## start Stored records
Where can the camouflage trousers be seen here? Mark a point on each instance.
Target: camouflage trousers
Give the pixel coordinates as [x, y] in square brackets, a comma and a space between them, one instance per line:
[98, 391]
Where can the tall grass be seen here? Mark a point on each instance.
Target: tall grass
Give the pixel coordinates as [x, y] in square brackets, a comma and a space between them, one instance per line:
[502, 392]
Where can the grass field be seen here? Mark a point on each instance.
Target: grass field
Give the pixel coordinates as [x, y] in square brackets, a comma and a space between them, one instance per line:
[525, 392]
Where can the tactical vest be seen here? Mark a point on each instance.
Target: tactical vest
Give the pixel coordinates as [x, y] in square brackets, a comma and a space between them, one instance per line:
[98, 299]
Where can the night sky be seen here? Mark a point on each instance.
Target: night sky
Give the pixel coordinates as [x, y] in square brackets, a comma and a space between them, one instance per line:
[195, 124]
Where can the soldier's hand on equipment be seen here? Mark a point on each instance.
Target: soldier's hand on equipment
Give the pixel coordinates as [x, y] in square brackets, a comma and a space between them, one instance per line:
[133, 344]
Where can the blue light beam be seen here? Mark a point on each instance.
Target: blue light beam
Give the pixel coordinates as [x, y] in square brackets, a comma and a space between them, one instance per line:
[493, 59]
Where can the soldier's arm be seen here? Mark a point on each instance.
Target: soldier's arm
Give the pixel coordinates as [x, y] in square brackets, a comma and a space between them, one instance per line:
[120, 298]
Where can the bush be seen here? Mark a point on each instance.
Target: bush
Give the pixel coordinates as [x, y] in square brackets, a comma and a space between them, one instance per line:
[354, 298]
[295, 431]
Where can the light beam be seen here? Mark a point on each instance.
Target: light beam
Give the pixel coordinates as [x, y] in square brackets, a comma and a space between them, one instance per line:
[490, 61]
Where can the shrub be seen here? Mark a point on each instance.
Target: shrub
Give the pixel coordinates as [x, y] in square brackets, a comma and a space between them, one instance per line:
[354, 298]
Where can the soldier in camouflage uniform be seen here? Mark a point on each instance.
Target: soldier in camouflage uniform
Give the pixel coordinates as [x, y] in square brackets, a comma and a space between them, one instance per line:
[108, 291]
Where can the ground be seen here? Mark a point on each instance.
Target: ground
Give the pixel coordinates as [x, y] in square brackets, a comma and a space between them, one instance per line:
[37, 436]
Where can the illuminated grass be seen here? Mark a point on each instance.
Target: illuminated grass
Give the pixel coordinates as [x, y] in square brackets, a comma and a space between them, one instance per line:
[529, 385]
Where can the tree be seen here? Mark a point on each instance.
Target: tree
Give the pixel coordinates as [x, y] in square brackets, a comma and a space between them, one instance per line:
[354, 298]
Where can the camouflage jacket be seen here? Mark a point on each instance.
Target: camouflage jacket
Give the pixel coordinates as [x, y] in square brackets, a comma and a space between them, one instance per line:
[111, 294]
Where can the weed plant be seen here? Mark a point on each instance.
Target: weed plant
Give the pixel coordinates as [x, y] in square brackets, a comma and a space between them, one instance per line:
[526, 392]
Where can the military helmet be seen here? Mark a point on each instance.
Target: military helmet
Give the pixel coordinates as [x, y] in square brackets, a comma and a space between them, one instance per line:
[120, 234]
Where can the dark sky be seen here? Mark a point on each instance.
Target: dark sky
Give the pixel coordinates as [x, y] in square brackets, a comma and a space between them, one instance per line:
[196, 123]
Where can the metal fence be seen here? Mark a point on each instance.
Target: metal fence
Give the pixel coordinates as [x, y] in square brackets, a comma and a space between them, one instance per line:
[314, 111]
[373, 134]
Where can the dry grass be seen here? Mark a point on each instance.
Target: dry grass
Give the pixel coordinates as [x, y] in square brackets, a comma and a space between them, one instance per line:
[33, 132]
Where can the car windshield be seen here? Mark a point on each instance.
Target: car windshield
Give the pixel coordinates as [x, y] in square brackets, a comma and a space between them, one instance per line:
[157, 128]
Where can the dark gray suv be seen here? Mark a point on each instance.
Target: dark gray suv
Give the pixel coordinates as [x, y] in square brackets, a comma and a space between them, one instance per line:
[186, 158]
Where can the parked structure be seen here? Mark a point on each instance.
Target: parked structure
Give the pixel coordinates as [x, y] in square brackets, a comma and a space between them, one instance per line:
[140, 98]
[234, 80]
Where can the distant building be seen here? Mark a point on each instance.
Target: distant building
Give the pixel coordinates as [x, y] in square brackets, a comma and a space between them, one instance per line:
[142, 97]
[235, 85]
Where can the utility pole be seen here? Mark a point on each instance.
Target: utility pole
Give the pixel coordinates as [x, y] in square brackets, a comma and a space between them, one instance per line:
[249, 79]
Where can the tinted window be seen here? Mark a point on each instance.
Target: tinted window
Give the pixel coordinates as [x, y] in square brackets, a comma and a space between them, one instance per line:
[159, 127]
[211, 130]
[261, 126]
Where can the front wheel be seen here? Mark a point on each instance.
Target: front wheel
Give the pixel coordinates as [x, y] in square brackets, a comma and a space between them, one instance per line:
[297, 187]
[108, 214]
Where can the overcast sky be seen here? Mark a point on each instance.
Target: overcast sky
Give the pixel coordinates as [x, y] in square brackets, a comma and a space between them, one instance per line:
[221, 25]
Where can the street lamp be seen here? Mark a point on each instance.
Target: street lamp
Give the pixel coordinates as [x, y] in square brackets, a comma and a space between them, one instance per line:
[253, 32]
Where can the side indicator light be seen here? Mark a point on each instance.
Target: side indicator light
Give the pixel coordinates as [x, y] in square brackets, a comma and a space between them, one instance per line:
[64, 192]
## end Stored records
### Work instructions
All of the material must be reproduced exactly.

### Exercise response
Where can the camouflage trousers be seen here? Mark a point on each instance.
Target: camouflage trousers
Give the pixel coordinates as [x, y] in square brackets, a comma and a space between them, one instance per line:
[98, 391]
Where can the tall grass be seen here? Mark a point on each instance.
Target: tall grass
Give the pixel coordinates as [x, y] in square brackets, a comma and a space between them, one instance per line:
[502, 392]
Where can the grass field be seen here? Mark a point on each instance.
Target: grass field
Give the pixel coordinates as [x, y] in square brackets, a comma and a space between them, one instance per line:
[525, 392]
Where can the tactical vest be seen here? Mark a point on each instance.
Target: tactical vest
Give the pixel coordinates as [x, y] in square brackets, a comma and a space between them, one instance per line:
[98, 299]
Where can the night sky be seen here? Mark a point on each instance.
Target: night sky
Give the pixel coordinates as [x, y] in square brackets, a comma and a space between them, one instance per line:
[195, 124]
Where can the soldier's hand on equipment be seen here? Mark a point on each instance.
Target: soldier's hand on equipment
Give the pixel coordinates as [x, y] in square brackets, a comma and a space between them, one instance per line:
[133, 344]
Where can the blue light beam be seen here? Mark a point on each instance.
Target: blue light beam
Give the pixel coordinates as [x, y] in square brackets, a comma and a space between them, one instance per line:
[493, 59]
Where can the soldier's arm be seen here? Mark a point on each instance.
Target: soldier's arm
Give the pixel coordinates as [x, y] in square brackets, a comma and a space between them, one instance per line:
[120, 298]
Where can the bush be seen here? Mark a point on each instance.
Target: bush
Give the pixel coordinates as [x, y] in square brackets, a comma and a space between them, one instance per line:
[354, 298]
[295, 431]
Where can the light beam be seen here? Mark a point on each instance.
Target: light beam
Give the pixel coordinates as [x, y] in square brackets, a comma and a space between them, one instance per line:
[490, 61]
Where can the shrub be seen here? Mark a point on each instance.
Target: shrub
Give the pixel coordinates as [x, y] in square brackets, a comma and a space between them, one instance per line:
[354, 298]
Where can the soldier in camouflage uniform be seen here? Mark a point on each instance.
Target: soldier in camouflage uniform
Give the pixel coordinates as [x, y] in square brackets, a comma and a space between them, one instance per line:
[108, 291]
Where can the ground be seen here? Mark a point on each instance.
Target: ground
Give the pixel coordinates as [x, y] in square brackets, a comma and a space between them, one instance per line:
[37, 436]
Where can the illuminated grass be seen here? Mark a point on each instance.
Target: illuminated grass
Give the pixel coordinates as [x, y] in square brackets, a comma and a space between them, one instance per line:
[529, 385]
Where can the tree be seen here? Mark a point on each instance.
Target: tree
Give the pixel coordinates as [x, y] in square brackets, a comma and a space between them, one instance per line:
[354, 298]
Where can the camouflage jacket be seen here? Mark a point on each instance.
Target: camouflage jacket
Give the pixel coordinates as [x, y] in square brackets, a comma and a space between them, one instance per line:
[111, 294]
Where can the weed plant be seen here? Mark a point on each instance.
Target: weed plant
Give the pixel coordinates as [x, y] in square brackets, a comma and a space between them, one instance per line:
[526, 392]
Where can the military helmet be seen here? Mark a point on each instance.
Target: military helmet
Give the pixel coordinates as [x, y] in square brackets, a comma and a space between them, one instance per line:
[120, 234]
Where can the dark sky be seen here? Mark a point on each instance.
Target: dark sky
Give the pixel coordinates as [x, y] in square brackets, a comma and a space between them, one instance per line:
[196, 123]
Where can the metal fence be seen here? Mark a point on each instance.
Target: metal fence
Give the pixel coordinates as [x, y] in square brackets, a comma and a space between them, one instance per line:
[314, 111]
[373, 134]
Where can the dry grass be seen here? Mark a point on each instance.
Target: dry grass
Give the pixel coordinates as [x, y] in square brackets, a comma and a space between them, one instance per line:
[33, 132]
Where can the car windshield be seen here? Mark a point on each instance.
Target: car windshield
Give the pixel coordinates as [x, y] in square brackets, a comma and a space between them, one instance per line:
[157, 128]
Where can the dark gray suv be seen here? Mark a point on each instance.
Target: dark gray suv
Give the pixel coordinates as [x, y] in square brackets, a comma and a space between them, one instance per line:
[186, 158]
Where can the parked structure be seen here? Mark a point on each instance.
Target: parked structure
Give the pixel coordinates as [x, y] in square brackets, a comma and a space between them, one instance per line:
[140, 98]
[234, 80]
Where can the distant building be seen here? Mark a point on each instance.
Target: distant building
Give the pixel coordinates as [x, y] in square brackets, a comma and a space between them, one instance per line:
[142, 97]
[235, 85]
Where can the utility pole be seen here? Mark a point on each instance.
Target: utility pole
Give the pixel coordinates as [x, y] in square brackets, a comma and a space between them, one instance per line:
[249, 79]
Where can the tinted window be seen here? Mark a point on each instance.
Target: tinted window
Give the pixel coordinates as [x, y] in square brackets, a comma and a space between them, one instance per line:
[159, 127]
[211, 130]
[261, 126]
Where can the front wheel be seen here? Mark a point on each instance.
Target: front wheel
Give the pixel coordinates as [x, y] in square brackets, a comma and a space between them, one instance per line:
[297, 187]
[108, 214]
Where can the overcast sky be seen here? Mark a point on each instance.
Target: overcast sky
Give the pixel coordinates as [x, y] in square brackets, a comma and a space between them, one instance per line:
[221, 25]
Where can the street lamp be seen here? Mark a point on each instance.
Target: street lamp
Give the pixel coordinates as [x, y] in square brackets, a comma and a space between them, one instance per line:
[253, 32]
Where can the side indicator light be seen here? Mark a point on each instance.
Target: side indicator light
Give the pixel coordinates as [x, y] in square brackets, a comma and a space between them, one instance per line:
[64, 192]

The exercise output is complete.